- **What the task asks**
Rewrite all of the entries below as a single numbered list, omitting any blank lines and leaving the pictures out.
* Begin Information supplied *
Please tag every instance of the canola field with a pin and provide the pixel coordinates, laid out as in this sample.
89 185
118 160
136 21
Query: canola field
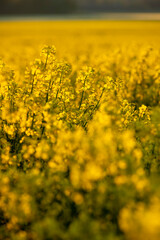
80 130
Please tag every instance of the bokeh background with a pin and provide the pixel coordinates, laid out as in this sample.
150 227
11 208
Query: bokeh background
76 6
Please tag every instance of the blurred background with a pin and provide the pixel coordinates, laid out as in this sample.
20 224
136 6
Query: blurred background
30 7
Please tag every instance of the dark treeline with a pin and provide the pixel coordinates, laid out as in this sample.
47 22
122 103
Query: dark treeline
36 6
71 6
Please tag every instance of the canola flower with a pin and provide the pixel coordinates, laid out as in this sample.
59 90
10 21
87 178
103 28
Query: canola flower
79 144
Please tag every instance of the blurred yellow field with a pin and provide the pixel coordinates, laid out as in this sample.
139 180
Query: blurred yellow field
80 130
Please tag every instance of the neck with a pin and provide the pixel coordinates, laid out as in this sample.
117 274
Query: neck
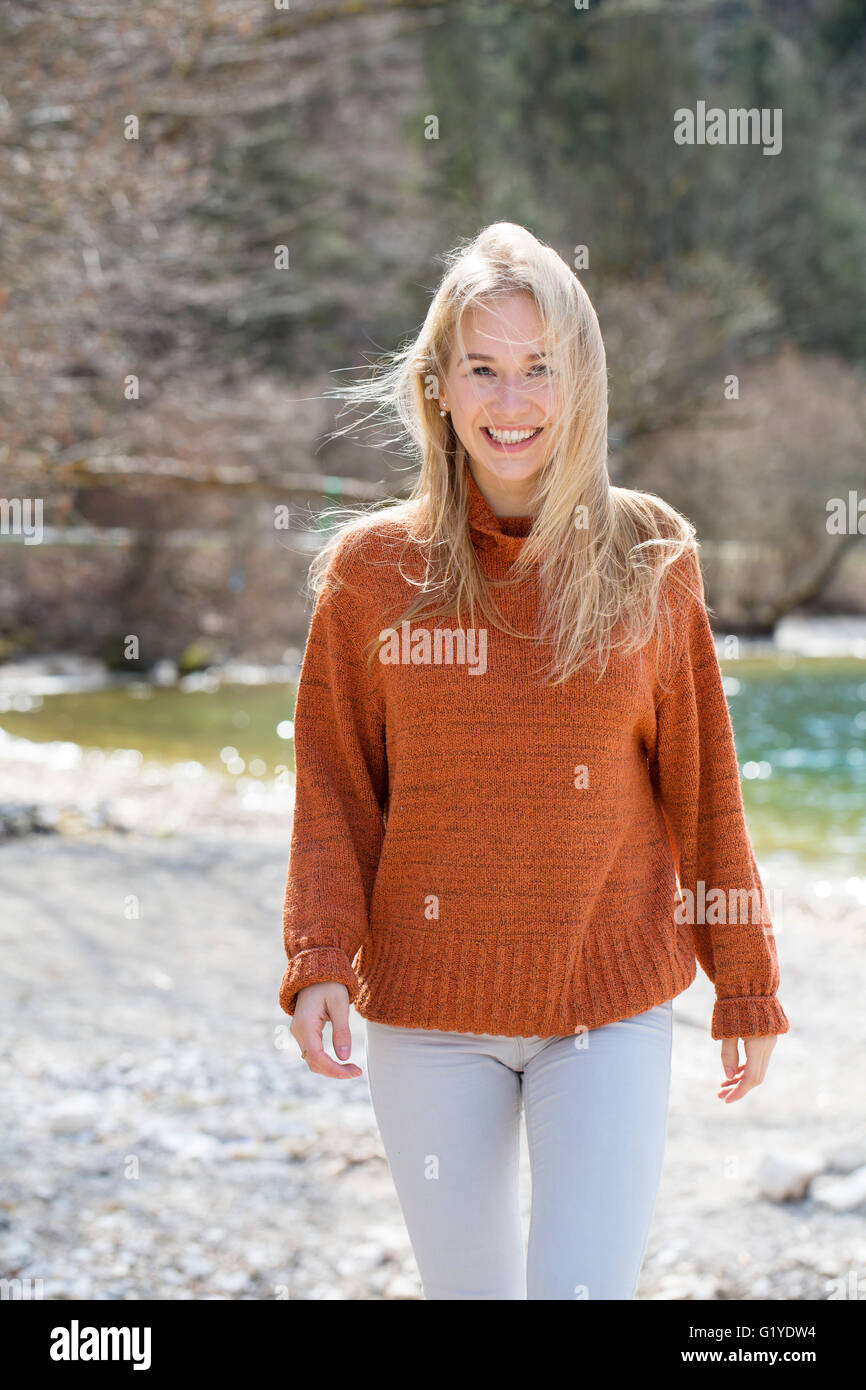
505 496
* End Information supplied *
- **Task solution**
1. Please tag every instance of the canola field with a pin and provide the pixel coordinates, laid out as in this sample.
2. 89 185
3. 118 160
4. 136 21
5. Query: canola field
6. 80 130
7. Please tag every instance of the bokeh background with a pin and provide the pixel coordinates, laid out as in this sample.
8. 150 227
9. 11 208
10. Query: bokeh background
11. 76 6
12. Please tag every instance of the blurred background with a pin and provide the pixel coordinates, laid out as in this sample.
13. 20 224
14. 136 6
15. Query: blurred background
16. 30 7
17. Please tag every instance of the dark treeline with a pin and provide the pixel coordinates, laid out as in this sample.
18. 47 22
19. 122 103
20. Query: dark treeline
21. 36 6
22. 71 6
23. Please tag every instance of the canola flower with a pin and provide the pixel coordinates, laid out as in this sample.
24. 59 90
25. 10 21
26. 87 178
27. 103 28
28. Query: canola flower
29. 79 144
30. Please tag every instance of the blurred yellow field with a pin and provide the pixel coordinates, laid out as in this sample.
31. 139 180
32. Query: blurred yellow field
33. 80 130
34. Please tag every instance of the neck with a pin and provide the pixel coordinates, laid out as in this sample.
35. 117 274
36. Query: neck
37. 505 496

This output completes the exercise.